┌─ SUPPLIED MATERIAL
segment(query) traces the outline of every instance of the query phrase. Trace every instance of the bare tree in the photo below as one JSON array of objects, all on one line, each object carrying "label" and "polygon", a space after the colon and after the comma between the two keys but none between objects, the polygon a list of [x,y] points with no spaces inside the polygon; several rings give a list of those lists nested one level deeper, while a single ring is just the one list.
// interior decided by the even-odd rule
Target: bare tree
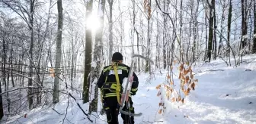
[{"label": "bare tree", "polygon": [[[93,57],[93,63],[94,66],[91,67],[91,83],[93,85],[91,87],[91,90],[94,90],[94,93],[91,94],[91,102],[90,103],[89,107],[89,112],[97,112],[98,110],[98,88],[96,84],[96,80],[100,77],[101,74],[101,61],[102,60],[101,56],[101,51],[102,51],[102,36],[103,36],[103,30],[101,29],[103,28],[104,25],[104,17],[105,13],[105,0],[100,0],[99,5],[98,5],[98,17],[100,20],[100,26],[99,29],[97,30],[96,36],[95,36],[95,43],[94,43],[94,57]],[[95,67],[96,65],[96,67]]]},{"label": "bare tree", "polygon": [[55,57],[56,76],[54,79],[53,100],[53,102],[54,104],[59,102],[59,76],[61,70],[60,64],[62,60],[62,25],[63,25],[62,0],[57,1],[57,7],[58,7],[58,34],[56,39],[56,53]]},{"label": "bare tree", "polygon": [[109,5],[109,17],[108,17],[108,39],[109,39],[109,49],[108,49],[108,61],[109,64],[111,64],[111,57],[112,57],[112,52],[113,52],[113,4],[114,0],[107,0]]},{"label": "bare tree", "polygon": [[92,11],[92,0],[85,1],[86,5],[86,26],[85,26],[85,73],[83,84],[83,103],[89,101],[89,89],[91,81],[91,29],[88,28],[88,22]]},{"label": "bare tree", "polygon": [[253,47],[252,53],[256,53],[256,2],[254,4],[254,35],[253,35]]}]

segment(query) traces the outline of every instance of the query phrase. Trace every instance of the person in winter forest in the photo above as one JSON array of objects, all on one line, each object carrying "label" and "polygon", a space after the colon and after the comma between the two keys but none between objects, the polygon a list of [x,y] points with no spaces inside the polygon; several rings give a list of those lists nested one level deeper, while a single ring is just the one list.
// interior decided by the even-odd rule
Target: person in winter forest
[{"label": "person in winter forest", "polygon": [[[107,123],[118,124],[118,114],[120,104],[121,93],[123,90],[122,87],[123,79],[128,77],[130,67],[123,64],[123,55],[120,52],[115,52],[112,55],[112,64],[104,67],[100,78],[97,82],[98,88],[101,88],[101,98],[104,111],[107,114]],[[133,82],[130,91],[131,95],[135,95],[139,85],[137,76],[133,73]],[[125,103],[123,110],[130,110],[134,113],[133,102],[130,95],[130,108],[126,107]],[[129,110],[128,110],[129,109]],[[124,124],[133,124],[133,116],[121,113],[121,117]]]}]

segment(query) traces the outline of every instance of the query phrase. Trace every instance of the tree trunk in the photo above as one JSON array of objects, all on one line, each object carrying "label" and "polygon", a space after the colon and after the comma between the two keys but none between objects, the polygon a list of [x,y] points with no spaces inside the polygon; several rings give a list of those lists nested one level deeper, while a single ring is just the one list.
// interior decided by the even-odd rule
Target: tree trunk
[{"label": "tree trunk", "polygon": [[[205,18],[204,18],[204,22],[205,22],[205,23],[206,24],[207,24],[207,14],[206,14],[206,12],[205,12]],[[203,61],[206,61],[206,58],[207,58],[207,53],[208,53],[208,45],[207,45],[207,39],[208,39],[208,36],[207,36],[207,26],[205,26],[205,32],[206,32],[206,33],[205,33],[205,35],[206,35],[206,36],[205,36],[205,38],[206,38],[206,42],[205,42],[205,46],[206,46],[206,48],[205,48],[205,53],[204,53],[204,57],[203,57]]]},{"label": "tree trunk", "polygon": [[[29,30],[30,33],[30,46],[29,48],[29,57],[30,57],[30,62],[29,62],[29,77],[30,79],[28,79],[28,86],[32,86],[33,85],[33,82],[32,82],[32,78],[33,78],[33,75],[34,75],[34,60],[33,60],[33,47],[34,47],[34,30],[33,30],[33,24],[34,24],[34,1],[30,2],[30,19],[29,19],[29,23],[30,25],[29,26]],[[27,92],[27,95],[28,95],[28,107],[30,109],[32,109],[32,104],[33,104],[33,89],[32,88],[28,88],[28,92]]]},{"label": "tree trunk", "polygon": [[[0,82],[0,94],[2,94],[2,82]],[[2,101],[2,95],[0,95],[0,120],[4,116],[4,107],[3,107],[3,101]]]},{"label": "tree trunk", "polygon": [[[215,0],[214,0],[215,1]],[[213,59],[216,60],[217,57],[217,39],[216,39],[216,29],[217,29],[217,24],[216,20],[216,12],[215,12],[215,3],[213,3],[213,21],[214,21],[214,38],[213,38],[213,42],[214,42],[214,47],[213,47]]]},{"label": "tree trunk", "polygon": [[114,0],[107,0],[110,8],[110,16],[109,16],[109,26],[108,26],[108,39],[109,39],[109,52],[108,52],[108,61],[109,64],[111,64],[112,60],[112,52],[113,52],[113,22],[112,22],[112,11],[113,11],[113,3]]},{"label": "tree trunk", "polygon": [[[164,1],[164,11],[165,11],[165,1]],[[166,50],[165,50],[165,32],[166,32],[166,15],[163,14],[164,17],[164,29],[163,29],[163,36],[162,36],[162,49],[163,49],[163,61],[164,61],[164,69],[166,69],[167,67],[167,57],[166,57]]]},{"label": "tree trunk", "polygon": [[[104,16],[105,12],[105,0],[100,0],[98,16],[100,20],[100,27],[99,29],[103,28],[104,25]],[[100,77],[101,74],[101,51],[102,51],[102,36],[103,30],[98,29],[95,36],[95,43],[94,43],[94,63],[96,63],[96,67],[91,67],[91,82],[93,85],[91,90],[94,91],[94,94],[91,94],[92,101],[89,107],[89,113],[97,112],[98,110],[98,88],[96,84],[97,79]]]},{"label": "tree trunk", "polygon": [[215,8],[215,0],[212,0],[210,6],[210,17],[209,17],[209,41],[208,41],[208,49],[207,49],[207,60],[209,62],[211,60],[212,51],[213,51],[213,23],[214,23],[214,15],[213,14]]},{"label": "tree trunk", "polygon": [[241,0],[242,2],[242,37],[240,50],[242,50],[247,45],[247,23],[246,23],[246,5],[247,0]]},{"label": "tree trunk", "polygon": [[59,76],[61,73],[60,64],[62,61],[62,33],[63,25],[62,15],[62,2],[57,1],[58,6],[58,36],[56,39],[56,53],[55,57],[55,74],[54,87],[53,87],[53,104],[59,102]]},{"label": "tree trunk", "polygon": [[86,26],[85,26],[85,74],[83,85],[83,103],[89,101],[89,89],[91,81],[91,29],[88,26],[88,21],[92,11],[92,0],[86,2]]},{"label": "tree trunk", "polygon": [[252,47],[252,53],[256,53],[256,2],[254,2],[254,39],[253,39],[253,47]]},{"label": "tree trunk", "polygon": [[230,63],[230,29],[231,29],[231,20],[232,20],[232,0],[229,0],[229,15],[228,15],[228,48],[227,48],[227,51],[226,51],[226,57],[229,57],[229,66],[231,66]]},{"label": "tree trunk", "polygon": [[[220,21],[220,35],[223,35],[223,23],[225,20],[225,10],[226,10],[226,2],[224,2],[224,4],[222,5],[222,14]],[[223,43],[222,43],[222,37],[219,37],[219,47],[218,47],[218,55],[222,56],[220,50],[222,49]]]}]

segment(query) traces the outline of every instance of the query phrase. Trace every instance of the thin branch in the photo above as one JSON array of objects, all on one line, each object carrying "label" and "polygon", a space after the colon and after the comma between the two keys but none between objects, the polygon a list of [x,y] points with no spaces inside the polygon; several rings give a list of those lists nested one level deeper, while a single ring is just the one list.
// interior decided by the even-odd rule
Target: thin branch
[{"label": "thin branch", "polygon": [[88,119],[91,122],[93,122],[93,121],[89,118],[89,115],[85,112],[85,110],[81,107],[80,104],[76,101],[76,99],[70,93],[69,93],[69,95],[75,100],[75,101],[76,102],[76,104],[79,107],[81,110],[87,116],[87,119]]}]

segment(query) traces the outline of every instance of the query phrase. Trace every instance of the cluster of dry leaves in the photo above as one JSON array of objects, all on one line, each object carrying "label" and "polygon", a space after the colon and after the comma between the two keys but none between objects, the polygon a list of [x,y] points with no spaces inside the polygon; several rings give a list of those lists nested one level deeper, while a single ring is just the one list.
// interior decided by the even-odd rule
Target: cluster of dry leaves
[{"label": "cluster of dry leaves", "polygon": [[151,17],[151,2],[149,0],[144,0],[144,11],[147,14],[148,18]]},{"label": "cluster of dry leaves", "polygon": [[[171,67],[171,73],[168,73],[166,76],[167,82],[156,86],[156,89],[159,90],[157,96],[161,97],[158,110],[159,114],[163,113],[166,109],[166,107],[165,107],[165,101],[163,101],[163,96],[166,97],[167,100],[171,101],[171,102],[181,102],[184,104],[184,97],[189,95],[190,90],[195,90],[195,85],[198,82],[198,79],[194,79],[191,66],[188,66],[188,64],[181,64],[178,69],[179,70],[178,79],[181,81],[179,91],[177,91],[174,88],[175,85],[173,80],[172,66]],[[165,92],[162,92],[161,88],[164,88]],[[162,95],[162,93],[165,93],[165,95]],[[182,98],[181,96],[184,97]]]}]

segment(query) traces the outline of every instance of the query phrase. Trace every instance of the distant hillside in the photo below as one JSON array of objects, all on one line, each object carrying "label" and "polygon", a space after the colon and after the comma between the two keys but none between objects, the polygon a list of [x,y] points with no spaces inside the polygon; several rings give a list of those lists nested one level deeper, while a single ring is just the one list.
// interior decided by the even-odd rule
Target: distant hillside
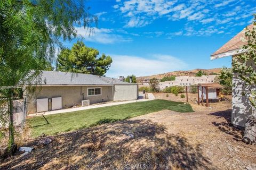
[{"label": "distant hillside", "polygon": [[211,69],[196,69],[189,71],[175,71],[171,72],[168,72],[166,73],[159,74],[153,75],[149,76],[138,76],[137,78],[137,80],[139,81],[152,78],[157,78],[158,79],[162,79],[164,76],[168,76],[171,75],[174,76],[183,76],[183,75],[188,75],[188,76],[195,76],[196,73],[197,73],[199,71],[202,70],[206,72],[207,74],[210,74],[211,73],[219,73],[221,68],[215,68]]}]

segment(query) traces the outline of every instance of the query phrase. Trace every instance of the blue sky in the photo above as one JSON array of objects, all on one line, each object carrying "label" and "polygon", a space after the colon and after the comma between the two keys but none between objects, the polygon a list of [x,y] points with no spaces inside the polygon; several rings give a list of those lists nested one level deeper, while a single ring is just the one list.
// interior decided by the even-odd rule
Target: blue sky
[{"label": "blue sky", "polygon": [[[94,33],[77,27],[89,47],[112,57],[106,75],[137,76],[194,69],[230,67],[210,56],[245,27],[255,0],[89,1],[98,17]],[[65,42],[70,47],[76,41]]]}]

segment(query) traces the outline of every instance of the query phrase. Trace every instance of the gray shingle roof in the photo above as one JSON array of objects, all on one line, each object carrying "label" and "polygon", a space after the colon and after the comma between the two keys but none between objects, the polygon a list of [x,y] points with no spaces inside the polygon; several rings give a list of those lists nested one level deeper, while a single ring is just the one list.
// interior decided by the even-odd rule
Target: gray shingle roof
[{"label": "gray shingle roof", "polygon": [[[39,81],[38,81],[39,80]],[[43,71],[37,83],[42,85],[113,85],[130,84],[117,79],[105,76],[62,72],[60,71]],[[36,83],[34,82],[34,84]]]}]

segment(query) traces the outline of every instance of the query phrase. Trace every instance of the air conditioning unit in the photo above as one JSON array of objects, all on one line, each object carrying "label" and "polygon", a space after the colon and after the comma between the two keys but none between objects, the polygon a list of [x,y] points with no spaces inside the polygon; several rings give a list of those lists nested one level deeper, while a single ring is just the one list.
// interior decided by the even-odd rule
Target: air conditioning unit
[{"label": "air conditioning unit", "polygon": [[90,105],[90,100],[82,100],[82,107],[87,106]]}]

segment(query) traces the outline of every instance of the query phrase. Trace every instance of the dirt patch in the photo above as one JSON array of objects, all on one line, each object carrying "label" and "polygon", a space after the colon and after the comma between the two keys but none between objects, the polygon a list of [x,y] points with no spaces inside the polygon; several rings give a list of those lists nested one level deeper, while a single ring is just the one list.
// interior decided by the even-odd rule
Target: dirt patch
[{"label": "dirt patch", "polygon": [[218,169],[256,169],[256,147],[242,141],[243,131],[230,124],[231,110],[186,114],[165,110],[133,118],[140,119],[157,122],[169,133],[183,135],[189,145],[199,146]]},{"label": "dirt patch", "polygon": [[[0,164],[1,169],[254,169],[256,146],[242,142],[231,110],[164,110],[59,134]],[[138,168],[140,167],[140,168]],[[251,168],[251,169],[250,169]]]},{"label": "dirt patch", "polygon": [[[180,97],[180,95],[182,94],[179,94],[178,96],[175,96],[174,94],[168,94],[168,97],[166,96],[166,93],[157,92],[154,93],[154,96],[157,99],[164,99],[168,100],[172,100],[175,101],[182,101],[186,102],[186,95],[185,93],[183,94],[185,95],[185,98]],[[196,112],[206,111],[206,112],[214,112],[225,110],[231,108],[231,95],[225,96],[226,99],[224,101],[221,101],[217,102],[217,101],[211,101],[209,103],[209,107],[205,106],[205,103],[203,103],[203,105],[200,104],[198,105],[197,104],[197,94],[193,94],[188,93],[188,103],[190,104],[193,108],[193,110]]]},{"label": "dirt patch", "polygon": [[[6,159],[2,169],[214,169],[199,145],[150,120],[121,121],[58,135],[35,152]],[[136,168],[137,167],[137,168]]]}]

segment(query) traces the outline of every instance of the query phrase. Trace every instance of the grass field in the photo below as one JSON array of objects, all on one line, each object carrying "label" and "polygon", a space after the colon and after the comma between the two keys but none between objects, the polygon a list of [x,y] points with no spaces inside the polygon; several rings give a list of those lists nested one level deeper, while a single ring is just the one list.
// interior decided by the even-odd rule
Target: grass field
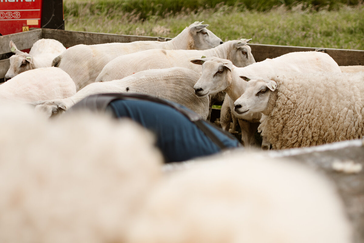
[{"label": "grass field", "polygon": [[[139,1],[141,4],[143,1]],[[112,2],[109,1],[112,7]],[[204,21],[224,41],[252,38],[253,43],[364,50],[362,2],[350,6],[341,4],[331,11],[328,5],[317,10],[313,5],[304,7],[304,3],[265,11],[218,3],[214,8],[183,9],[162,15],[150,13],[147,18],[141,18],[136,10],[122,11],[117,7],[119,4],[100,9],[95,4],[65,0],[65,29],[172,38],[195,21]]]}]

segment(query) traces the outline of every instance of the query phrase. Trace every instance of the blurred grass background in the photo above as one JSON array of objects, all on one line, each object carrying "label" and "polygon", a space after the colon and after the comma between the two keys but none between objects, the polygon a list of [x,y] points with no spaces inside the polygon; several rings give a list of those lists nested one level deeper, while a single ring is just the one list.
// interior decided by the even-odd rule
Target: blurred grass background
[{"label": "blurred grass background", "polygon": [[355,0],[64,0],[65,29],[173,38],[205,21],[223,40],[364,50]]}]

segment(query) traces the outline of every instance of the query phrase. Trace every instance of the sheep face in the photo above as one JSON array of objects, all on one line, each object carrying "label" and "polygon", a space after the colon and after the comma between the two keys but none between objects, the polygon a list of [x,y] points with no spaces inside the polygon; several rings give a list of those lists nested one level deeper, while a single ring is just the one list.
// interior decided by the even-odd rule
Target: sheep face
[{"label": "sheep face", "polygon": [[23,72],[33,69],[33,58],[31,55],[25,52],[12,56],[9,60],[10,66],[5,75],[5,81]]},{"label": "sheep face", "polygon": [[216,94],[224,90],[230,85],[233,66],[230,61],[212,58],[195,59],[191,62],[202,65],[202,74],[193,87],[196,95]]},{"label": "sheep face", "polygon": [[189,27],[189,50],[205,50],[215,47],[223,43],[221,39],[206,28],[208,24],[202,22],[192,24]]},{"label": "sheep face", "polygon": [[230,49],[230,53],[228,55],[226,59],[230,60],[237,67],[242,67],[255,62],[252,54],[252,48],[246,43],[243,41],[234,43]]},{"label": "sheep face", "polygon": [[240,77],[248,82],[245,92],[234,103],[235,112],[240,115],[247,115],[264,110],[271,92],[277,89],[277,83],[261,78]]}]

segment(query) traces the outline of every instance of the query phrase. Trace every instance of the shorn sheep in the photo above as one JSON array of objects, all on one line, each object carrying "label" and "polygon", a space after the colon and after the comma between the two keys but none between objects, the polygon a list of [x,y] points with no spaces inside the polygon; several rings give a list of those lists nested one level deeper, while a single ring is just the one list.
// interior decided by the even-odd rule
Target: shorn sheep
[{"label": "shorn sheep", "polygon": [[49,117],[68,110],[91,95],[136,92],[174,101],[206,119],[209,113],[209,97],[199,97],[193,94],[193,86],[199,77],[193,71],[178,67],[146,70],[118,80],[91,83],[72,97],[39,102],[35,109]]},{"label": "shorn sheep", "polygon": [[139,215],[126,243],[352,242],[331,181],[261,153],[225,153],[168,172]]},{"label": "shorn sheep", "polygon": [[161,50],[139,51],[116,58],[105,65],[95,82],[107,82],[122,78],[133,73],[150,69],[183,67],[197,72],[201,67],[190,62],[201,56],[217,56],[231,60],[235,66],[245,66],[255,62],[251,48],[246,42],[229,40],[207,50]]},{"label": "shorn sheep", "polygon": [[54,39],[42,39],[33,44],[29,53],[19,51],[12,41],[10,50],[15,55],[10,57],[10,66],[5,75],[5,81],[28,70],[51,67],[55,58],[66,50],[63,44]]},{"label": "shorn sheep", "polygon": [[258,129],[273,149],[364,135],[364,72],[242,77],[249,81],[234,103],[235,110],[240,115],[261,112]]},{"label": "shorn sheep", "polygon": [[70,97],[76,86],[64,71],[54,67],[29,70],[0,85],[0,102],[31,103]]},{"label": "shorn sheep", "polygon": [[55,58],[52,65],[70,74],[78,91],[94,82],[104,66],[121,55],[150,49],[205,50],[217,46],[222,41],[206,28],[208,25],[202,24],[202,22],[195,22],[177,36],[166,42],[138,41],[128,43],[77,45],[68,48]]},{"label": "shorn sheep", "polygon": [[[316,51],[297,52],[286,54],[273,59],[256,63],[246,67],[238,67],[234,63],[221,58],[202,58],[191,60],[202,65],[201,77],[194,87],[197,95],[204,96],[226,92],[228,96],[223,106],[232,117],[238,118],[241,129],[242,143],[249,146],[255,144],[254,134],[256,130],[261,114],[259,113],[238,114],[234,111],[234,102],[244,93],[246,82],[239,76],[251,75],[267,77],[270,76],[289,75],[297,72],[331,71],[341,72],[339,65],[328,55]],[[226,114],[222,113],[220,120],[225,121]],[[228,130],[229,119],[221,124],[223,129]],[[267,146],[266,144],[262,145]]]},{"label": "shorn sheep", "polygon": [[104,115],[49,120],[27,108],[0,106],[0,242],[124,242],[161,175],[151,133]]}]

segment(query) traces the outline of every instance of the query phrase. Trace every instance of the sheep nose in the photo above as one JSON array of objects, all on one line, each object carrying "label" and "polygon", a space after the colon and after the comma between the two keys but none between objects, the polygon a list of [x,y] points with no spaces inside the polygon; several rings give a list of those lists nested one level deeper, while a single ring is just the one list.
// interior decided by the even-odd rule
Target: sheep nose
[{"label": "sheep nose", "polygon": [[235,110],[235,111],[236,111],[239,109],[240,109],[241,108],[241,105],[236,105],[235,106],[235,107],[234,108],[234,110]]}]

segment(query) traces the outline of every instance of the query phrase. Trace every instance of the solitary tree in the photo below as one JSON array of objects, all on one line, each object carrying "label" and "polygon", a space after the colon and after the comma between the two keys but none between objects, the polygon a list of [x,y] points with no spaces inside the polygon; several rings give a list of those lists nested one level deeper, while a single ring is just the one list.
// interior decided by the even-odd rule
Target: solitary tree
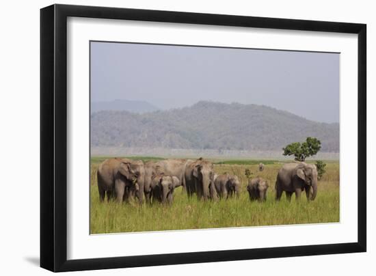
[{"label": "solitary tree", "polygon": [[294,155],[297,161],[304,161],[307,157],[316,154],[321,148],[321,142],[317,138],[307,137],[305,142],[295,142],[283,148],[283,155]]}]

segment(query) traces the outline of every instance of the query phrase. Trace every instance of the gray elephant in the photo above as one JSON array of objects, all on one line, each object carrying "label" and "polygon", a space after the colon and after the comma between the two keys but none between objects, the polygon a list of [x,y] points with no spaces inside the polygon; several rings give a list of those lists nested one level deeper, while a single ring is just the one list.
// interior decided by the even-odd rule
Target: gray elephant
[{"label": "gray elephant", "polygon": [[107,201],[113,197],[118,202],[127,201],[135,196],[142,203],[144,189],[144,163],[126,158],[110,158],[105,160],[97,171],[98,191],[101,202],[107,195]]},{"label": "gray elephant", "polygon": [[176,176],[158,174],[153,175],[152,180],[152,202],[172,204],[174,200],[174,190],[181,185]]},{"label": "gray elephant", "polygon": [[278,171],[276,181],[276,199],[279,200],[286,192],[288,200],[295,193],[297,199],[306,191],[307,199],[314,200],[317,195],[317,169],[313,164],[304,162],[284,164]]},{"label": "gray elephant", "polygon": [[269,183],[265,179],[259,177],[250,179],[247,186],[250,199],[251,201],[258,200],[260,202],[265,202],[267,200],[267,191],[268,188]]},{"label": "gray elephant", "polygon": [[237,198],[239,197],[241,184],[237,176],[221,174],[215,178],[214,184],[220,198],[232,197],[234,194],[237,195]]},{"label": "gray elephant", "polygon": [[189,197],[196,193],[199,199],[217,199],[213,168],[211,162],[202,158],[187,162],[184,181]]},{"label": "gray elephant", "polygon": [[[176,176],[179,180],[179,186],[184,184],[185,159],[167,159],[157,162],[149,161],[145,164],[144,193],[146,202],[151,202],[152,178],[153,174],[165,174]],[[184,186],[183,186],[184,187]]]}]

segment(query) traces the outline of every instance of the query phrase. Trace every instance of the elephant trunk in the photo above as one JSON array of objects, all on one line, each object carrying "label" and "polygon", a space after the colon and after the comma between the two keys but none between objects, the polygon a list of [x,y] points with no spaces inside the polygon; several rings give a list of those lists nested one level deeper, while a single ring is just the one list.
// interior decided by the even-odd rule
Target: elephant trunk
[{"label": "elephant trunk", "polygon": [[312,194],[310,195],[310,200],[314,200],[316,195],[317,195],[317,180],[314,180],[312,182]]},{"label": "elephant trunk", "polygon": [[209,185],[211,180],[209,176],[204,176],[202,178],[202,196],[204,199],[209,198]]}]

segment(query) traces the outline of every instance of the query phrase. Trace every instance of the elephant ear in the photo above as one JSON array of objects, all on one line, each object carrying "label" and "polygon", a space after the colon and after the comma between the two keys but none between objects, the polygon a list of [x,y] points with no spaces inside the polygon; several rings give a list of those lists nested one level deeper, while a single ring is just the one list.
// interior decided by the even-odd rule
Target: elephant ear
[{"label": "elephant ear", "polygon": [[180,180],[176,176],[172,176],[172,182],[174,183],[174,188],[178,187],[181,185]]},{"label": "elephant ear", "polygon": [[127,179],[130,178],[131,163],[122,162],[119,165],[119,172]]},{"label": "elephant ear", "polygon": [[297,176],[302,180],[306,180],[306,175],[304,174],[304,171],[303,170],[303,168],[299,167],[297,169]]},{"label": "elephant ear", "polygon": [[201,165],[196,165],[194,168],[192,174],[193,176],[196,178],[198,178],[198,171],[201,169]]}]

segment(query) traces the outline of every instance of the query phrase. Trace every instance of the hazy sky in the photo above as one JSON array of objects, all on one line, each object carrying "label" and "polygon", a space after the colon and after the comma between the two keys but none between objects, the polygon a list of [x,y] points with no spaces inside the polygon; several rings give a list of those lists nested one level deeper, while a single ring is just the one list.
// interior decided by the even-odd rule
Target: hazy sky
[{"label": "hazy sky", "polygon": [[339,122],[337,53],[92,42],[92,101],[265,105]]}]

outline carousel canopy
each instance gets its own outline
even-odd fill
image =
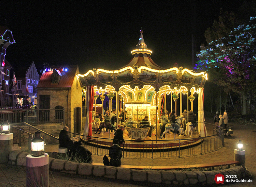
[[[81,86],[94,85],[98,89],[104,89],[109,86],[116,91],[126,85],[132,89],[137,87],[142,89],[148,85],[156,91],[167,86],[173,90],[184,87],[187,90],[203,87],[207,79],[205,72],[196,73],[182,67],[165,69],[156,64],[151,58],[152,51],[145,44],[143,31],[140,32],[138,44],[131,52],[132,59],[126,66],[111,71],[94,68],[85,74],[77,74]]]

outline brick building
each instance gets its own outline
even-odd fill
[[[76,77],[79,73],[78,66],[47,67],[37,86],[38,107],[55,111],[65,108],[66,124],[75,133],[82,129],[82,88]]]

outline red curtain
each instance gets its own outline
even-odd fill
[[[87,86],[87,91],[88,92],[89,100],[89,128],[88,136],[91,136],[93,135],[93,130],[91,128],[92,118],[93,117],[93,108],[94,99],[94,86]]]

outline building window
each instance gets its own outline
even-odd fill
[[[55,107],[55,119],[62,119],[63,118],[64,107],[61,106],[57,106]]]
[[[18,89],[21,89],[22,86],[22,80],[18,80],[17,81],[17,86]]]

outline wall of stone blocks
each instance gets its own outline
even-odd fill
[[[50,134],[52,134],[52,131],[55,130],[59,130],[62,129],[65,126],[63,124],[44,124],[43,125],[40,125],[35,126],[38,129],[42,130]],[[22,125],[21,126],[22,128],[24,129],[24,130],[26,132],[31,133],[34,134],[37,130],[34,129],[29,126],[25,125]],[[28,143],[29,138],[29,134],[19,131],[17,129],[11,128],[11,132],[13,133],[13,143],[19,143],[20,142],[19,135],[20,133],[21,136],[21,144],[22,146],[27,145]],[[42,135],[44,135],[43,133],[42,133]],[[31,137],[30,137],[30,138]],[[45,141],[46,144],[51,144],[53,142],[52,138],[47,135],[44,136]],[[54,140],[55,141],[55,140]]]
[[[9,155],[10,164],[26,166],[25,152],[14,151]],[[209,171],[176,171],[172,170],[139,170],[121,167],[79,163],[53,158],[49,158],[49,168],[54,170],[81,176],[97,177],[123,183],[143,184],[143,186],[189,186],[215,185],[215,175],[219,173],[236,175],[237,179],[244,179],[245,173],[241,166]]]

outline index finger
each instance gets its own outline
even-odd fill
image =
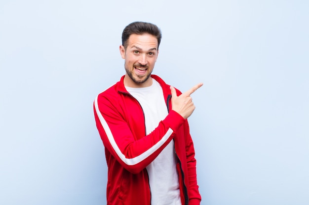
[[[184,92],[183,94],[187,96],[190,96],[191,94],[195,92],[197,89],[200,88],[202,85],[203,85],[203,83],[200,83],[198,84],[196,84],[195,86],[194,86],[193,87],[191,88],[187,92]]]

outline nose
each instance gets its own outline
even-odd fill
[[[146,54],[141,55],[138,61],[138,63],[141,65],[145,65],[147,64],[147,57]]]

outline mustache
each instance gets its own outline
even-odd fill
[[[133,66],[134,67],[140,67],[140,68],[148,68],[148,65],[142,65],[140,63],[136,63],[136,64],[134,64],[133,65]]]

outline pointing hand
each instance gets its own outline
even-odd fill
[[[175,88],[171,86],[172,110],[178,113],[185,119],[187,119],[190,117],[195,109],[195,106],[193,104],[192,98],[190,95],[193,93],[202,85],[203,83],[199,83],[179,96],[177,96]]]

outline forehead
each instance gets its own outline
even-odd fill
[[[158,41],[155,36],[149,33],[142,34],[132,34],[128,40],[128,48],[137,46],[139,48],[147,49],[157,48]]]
└─
● **WHAT YOU WILL DO**: Can you repeat, word for word, the lines of the entries above that begin at the line containing "the gray shingle" and stop after the line containing "Target: gray shingle roof"?

● **COMPLETE RESPONSE**:
segment(query) traces the outline of every instance of the query phrase. Trace every instance of the gray shingle roof in the photo above as one JSON array of objects, all on one line, each object carrying "label" and "polygon", a space after the colon and after the comma between the two keys but none between objects, the polygon a list of [x,y] points with no spaces inside the polygon; several rings give a list of those lists nested one level deeper, while a single ring is just the one list.
// interior decided by the even-odd rule
Target: gray shingle roof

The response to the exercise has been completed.